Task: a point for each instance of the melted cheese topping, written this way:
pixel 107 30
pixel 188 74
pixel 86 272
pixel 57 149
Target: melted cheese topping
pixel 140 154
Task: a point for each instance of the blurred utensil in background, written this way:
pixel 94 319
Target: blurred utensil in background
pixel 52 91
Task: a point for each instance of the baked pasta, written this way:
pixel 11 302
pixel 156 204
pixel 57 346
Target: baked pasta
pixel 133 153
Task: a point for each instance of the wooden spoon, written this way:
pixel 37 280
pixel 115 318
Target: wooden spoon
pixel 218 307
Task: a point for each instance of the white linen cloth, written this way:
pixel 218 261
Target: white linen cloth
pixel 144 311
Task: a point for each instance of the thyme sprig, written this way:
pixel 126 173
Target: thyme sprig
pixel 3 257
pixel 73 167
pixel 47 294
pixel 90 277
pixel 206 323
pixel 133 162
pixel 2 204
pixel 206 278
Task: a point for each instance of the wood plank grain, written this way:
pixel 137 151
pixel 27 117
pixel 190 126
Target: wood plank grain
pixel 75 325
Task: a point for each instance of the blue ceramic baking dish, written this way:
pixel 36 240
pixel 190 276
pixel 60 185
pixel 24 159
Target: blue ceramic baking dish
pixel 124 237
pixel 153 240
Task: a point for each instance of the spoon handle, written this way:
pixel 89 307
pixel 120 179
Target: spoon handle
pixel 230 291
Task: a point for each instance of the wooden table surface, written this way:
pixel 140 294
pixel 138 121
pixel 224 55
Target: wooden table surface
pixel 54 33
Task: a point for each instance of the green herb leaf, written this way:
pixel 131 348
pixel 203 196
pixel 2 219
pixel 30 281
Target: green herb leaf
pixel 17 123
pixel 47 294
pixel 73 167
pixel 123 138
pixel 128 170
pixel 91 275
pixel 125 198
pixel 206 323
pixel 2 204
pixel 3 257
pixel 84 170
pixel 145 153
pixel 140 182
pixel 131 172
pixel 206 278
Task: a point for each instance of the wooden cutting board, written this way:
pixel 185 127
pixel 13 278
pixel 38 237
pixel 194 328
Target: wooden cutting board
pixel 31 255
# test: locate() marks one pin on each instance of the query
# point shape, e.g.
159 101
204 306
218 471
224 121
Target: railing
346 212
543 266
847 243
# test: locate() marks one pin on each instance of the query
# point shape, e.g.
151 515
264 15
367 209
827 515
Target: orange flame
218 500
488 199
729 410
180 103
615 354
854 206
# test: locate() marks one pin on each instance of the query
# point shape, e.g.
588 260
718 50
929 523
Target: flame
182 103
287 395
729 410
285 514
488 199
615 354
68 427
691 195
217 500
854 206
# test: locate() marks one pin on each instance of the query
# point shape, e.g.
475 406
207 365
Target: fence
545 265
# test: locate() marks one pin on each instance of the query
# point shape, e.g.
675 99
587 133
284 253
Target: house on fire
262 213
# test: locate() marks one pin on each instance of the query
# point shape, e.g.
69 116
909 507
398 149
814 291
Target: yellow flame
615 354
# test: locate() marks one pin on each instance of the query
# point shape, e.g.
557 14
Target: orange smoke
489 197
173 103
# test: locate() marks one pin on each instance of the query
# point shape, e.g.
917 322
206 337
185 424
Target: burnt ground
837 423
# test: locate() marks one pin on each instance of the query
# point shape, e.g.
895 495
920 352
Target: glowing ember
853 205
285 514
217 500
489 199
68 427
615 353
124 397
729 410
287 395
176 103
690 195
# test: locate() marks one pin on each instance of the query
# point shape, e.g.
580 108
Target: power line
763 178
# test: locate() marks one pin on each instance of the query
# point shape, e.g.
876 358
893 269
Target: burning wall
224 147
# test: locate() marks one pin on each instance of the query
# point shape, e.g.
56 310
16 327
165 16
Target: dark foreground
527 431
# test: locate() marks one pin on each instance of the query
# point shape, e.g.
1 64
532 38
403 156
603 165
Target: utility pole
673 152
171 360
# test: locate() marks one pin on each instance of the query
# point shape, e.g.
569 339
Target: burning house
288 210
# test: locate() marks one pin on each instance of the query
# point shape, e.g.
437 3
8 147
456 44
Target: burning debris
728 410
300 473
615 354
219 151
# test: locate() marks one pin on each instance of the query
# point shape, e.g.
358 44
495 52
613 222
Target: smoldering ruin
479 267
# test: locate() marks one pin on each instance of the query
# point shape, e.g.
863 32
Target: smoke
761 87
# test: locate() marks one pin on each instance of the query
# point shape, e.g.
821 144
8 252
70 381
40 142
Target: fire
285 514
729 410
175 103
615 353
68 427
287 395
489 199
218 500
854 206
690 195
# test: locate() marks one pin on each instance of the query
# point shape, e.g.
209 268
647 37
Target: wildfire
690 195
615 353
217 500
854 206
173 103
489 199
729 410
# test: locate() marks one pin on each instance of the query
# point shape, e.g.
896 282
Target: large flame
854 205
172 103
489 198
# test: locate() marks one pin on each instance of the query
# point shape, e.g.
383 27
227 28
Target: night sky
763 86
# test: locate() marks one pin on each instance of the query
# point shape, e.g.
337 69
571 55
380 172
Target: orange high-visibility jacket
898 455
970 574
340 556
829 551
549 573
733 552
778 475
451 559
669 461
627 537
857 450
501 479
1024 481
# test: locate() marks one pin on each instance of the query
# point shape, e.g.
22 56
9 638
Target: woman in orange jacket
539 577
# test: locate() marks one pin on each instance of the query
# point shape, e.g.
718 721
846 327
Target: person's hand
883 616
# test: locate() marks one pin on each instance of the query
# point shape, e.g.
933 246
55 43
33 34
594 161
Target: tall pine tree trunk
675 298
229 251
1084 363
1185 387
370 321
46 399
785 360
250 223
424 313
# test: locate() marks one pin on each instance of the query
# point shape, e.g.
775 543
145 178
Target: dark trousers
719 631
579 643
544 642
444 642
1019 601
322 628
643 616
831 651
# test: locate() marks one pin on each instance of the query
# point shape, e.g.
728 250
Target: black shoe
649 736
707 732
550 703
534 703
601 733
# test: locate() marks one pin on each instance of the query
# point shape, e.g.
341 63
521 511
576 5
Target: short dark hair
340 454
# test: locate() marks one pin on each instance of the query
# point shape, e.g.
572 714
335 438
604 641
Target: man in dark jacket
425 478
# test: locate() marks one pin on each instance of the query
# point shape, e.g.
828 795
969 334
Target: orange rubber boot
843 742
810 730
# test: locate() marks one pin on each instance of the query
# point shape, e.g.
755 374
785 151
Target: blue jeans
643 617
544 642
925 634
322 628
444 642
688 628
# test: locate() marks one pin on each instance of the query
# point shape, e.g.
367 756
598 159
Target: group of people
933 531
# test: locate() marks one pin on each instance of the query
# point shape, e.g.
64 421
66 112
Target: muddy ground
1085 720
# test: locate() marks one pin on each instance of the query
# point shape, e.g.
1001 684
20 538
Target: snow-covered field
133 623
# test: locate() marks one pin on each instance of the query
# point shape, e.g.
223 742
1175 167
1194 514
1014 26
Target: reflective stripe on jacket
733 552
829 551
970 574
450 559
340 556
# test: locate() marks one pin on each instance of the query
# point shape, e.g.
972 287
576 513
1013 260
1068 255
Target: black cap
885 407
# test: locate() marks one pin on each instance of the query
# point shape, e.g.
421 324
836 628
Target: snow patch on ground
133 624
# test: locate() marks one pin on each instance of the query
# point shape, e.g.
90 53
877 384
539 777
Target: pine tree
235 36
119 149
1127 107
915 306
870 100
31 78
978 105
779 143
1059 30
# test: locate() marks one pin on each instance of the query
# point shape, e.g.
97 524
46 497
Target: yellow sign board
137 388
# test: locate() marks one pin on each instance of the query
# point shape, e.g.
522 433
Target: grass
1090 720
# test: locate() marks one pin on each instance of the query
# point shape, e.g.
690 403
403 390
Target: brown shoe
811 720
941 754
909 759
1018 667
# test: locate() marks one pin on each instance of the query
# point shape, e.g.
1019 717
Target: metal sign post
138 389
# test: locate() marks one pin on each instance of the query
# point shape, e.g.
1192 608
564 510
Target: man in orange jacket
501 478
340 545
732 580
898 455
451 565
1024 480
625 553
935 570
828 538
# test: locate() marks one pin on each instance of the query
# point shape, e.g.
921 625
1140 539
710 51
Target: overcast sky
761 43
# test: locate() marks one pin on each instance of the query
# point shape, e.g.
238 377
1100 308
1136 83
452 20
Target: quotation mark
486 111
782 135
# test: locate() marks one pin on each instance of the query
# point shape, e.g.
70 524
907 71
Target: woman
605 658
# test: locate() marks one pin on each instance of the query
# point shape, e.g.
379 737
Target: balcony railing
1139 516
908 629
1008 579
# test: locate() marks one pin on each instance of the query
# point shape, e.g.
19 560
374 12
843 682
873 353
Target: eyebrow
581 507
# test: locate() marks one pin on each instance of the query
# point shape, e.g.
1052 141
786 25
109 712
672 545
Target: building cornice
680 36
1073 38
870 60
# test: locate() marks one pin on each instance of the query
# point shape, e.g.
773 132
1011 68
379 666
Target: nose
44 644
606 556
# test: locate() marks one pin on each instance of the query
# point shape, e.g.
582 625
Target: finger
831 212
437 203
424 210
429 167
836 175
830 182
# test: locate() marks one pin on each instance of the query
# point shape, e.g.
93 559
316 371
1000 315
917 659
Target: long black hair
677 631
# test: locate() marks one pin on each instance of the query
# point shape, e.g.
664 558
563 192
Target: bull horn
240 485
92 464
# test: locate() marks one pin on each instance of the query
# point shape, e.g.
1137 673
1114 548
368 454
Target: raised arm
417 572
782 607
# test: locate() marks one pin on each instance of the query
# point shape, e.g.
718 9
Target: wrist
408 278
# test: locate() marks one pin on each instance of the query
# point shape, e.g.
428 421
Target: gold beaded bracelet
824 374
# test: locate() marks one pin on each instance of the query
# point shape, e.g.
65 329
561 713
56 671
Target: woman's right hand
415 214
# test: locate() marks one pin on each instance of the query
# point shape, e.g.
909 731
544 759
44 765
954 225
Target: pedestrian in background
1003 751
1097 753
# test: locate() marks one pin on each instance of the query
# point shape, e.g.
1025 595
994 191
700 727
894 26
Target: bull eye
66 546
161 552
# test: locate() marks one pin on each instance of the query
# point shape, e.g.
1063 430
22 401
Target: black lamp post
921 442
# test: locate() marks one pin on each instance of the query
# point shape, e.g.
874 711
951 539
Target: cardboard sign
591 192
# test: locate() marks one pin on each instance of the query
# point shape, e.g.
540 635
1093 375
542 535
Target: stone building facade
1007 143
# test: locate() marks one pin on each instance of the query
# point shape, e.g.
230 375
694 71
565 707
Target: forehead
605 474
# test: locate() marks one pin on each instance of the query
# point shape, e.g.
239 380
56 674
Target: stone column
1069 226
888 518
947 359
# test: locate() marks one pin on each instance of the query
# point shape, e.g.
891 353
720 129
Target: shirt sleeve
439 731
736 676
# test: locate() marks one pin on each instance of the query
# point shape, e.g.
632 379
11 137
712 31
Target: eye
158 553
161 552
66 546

━━━━━━

» **Work to complete**:
Rewrite the stretch from the start of the records through the line containing "pixel 52 91", substituting "grated cheese topping" for each "melted cheese topping" and changing nothing else.

» **Output of the task**:
Task: a point for each instance of the grated cheese topping, written this way:
pixel 107 30
pixel 188 74
pixel 86 272
pixel 57 149
Target: grated cheese topping
pixel 140 154
Task: a point for each instance of the blurred utensil in background, written this way:
pixel 94 319
Target: blurred utensil in background
pixel 52 91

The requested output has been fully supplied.